▶ [EXERCISE DETAILS]: Begin at the line that has "Expected: one dot placed on each instance of the charred" and continue to the end of the data below, copying every line. Add 65 to each coordinate in the answer points, but leave the sample points in the requests unchanged.

▶ [DATA TO USE]:
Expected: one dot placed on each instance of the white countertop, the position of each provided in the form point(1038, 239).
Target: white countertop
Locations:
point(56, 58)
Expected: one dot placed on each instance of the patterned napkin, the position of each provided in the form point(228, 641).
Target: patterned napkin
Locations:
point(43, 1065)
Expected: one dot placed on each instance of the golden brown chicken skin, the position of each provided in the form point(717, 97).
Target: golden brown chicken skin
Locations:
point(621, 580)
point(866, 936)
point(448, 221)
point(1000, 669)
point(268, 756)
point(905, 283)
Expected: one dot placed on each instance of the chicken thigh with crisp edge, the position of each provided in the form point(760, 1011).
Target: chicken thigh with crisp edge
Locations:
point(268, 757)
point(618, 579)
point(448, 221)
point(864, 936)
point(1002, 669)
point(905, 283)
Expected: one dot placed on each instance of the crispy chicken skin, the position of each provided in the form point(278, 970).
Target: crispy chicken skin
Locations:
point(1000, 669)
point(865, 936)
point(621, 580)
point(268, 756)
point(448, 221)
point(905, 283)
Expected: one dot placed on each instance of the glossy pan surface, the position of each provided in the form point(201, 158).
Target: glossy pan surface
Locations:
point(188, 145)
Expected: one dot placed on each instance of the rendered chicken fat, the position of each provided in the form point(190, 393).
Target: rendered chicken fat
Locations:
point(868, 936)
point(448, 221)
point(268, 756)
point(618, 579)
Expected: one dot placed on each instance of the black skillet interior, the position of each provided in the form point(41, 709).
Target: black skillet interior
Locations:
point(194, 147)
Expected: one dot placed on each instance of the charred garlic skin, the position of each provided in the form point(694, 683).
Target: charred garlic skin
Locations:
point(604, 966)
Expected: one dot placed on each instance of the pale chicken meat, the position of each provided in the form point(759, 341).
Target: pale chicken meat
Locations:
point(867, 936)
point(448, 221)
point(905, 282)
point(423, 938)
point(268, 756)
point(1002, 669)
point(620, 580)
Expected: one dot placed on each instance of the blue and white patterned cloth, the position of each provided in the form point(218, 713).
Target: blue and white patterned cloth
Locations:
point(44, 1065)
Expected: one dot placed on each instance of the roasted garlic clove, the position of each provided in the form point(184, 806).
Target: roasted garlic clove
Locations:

▶ [WRITTEN RESPONSE]:
Expected: one dot placed on each instance of the charred garlic skin, the position of each provided in the form point(694, 683).
Target: charred garlic skin
Locations:
point(669, 1031)
Expected: one dot placed on each instance of the pale chicken meat, the position of each provided in the form point(759, 341).
Target: pale chicken meat
Locations:
point(932, 1001)
point(513, 286)
point(970, 347)
point(488, 1003)
point(333, 821)
point(1067, 734)
point(685, 645)
Expected: one dot placed on each instance of the blue and white patterned cloth, the position of each provided in the form point(218, 713).
Target: blue and white patterned cloth
Locations:
point(109, 1130)
Expected: one dot placed on each instance of the roasted garlic clove, the position of each provided in the form point(184, 806).
Target: roasted garlic clove
Locations:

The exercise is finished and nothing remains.